-- begin ITEMS --

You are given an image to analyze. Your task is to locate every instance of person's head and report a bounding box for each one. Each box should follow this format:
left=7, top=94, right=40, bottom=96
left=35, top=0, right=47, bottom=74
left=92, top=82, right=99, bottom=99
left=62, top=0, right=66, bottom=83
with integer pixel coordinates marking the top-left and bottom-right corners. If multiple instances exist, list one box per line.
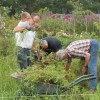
left=40, top=40, right=48, bottom=49
left=29, top=15, right=40, bottom=25
left=56, top=50, right=66, bottom=60
left=21, top=12, right=31, bottom=21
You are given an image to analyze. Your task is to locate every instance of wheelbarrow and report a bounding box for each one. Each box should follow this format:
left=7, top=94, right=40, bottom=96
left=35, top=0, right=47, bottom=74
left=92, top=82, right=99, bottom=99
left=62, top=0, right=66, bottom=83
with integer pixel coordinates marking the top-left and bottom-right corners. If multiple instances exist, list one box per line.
left=33, top=74, right=96, bottom=95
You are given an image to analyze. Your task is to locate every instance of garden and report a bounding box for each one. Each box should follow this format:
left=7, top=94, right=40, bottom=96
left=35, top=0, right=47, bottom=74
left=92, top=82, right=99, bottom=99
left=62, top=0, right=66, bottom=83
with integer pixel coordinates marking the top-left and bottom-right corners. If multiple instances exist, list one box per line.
left=0, top=7, right=100, bottom=100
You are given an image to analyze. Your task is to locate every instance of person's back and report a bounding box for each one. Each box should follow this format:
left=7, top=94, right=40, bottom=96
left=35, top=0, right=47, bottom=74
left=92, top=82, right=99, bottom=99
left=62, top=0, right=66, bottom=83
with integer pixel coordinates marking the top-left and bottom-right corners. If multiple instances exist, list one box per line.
left=40, top=36, right=62, bottom=54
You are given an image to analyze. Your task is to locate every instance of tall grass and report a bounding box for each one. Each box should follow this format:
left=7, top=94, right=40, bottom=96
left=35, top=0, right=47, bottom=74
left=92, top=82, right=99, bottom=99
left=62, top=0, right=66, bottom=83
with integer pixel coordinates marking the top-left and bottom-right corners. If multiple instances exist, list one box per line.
left=0, top=55, right=20, bottom=100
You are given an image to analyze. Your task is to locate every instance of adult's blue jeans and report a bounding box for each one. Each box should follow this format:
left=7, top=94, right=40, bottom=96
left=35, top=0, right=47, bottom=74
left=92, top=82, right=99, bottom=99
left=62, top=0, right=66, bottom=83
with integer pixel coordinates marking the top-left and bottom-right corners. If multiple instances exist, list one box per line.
left=17, top=47, right=32, bottom=70
left=88, top=40, right=99, bottom=90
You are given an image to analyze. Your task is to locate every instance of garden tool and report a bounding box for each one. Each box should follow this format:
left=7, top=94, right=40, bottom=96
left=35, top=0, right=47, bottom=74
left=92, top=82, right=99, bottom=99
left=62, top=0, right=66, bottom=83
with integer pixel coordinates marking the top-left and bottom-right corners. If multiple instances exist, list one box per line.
left=33, top=74, right=96, bottom=95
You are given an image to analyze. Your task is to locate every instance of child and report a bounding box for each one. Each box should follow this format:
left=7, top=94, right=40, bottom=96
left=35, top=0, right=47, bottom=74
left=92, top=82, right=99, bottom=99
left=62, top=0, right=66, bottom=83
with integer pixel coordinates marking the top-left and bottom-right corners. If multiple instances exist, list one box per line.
left=13, top=12, right=31, bottom=71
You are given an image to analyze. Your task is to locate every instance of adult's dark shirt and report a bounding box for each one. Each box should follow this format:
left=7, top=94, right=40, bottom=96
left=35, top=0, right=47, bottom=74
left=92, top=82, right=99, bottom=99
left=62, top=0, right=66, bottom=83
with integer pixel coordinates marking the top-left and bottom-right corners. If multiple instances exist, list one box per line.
left=40, top=37, right=62, bottom=54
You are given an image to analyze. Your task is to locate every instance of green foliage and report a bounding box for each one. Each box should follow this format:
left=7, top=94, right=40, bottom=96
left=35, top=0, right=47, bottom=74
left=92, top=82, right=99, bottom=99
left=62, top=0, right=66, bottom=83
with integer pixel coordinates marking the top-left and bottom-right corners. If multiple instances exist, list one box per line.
left=38, top=17, right=67, bottom=36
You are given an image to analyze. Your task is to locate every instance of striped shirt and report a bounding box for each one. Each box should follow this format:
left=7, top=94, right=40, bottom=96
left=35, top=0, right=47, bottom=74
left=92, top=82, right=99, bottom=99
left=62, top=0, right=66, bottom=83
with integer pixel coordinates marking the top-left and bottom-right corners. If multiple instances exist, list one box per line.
left=65, top=40, right=91, bottom=58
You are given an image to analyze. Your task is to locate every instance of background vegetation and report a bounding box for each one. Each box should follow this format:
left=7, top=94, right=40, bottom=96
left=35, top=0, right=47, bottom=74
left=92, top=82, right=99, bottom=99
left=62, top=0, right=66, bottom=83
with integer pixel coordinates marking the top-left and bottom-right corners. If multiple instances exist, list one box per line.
left=0, top=0, right=100, bottom=100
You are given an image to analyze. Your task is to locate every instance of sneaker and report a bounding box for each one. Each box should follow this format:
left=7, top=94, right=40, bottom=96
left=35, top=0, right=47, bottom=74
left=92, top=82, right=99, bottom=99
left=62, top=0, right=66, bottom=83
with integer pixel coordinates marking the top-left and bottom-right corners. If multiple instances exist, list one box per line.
left=88, top=89, right=95, bottom=94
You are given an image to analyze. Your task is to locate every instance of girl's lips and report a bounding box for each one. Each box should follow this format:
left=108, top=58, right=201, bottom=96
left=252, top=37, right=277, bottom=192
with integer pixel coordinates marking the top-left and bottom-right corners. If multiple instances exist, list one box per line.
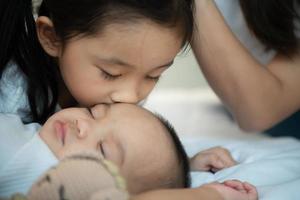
left=54, top=120, right=66, bottom=145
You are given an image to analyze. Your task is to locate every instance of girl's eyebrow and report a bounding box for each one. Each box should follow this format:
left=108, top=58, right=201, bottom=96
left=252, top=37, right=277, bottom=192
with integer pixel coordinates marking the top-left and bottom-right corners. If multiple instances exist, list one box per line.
left=86, top=107, right=94, bottom=118
left=99, top=58, right=174, bottom=68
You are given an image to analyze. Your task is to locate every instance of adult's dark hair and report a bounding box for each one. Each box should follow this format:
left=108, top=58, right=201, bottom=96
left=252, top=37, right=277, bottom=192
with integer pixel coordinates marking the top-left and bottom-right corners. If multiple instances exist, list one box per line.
left=239, top=0, right=300, bottom=55
left=0, top=0, right=194, bottom=123
left=155, top=114, right=191, bottom=188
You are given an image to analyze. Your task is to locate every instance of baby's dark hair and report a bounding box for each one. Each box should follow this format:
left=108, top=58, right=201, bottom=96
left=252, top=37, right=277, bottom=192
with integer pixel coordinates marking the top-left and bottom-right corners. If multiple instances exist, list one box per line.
left=155, top=113, right=191, bottom=188
left=0, top=0, right=194, bottom=123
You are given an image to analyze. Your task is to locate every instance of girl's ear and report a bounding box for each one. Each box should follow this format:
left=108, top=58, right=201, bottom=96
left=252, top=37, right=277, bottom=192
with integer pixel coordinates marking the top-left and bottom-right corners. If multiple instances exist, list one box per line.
left=36, top=16, right=62, bottom=57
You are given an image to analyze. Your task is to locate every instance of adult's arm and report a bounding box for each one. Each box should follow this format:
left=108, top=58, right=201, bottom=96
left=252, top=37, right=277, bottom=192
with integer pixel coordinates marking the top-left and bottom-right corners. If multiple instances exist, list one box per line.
left=192, top=0, right=300, bottom=131
left=130, top=188, right=223, bottom=200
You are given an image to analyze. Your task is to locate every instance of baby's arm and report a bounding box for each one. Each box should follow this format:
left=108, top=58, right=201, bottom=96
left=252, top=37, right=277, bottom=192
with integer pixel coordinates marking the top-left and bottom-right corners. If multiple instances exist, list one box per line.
left=190, top=147, right=236, bottom=172
left=130, top=180, right=258, bottom=200
left=202, top=180, right=258, bottom=200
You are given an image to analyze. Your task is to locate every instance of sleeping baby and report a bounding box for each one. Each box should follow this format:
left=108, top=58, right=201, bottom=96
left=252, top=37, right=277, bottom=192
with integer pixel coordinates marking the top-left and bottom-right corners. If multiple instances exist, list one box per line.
left=0, top=104, right=189, bottom=197
left=0, top=104, right=258, bottom=199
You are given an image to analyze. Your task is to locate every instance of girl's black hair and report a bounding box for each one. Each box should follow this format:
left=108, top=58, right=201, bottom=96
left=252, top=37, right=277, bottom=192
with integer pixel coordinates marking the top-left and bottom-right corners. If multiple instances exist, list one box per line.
left=0, top=0, right=58, bottom=123
left=0, top=0, right=194, bottom=123
left=239, top=0, right=300, bottom=55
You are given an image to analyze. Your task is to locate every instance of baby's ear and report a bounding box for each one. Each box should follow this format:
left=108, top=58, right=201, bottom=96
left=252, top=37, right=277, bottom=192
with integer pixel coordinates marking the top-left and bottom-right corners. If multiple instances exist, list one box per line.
left=36, top=16, right=62, bottom=57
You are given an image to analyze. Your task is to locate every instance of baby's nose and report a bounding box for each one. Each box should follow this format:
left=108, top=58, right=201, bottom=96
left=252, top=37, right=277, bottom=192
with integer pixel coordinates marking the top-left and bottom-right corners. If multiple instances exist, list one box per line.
left=91, top=104, right=110, bottom=119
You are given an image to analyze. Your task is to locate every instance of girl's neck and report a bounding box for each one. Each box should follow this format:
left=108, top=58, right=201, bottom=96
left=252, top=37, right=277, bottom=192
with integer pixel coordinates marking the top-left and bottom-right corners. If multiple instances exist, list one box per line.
left=58, top=78, right=78, bottom=108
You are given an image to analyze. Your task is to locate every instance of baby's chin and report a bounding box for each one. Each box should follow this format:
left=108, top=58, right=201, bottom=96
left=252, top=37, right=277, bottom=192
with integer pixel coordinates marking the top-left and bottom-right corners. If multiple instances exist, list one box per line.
left=55, top=148, right=103, bottom=160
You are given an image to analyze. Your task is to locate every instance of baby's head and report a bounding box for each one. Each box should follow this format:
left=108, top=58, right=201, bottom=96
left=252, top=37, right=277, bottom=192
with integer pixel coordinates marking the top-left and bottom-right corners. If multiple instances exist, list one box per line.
left=40, top=104, right=189, bottom=193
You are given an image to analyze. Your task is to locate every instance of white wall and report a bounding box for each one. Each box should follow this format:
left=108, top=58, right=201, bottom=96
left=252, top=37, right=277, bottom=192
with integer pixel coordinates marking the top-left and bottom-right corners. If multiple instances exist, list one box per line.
left=157, top=50, right=208, bottom=89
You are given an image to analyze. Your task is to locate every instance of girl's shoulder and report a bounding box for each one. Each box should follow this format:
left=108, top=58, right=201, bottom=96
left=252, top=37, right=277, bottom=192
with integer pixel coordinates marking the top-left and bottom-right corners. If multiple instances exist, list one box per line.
left=0, top=61, right=30, bottom=119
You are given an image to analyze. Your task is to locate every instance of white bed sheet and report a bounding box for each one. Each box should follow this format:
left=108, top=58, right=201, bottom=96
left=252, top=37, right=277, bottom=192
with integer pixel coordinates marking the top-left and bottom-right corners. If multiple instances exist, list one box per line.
left=145, top=88, right=300, bottom=200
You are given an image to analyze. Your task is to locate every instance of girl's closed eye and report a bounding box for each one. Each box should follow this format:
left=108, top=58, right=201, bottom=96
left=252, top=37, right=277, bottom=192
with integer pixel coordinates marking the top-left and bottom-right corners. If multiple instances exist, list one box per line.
left=98, top=142, right=106, bottom=158
left=100, top=69, right=121, bottom=80
left=147, top=75, right=161, bottom=82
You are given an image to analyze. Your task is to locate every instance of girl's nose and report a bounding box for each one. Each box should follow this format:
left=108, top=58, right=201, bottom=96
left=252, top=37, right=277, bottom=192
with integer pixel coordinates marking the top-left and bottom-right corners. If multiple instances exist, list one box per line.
left=75, top=119, right=91, bottom=139
left=111, top=87, right=141, bottom=104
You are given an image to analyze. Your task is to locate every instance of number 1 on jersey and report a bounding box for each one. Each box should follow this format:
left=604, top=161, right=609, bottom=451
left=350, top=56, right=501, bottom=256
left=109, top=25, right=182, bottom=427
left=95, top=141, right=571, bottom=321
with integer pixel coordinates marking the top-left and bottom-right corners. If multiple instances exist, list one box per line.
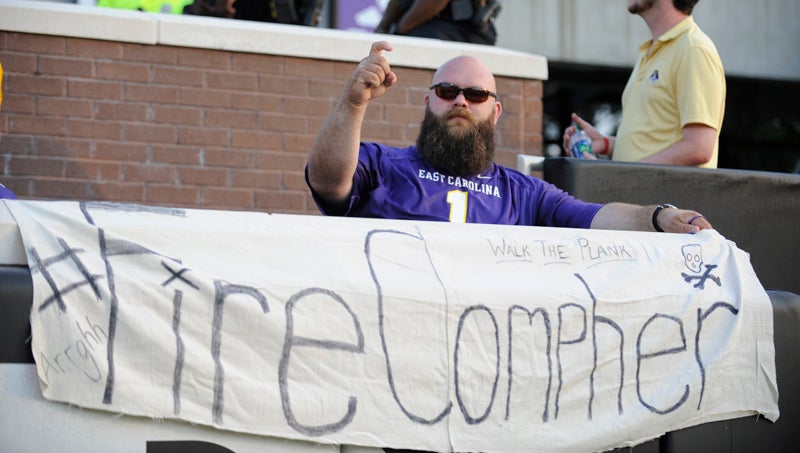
left=447, top=190, right=469, bottom=223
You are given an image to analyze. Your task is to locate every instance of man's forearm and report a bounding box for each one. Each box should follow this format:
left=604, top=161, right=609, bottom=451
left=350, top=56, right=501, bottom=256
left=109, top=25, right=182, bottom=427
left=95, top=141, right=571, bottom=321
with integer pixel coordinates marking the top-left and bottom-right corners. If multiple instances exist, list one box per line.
left=591, top=203, right=655, bottom=231
left=308, top=97, right=366, bottom=204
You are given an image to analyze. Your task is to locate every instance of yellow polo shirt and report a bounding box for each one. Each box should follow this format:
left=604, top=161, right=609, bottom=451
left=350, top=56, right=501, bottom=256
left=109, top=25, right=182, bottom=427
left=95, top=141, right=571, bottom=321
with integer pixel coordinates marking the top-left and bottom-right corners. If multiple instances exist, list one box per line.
left=613, top=16, right=726, bottom=168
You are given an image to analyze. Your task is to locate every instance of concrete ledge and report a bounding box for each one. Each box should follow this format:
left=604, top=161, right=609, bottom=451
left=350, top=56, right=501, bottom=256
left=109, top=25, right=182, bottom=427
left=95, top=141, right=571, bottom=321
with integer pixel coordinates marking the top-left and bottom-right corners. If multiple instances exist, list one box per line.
left=0, top=200, right=28, bottom=266
left=0, top=0, right=548, bottom=80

-- end ITEMS --

▶ EXERCISE DESCRIPTION: Tally the lines in the records above that contain the string "nose", matching case exactly. Reply with the count alone.

▶ ANSWER FOR THE TASK: 2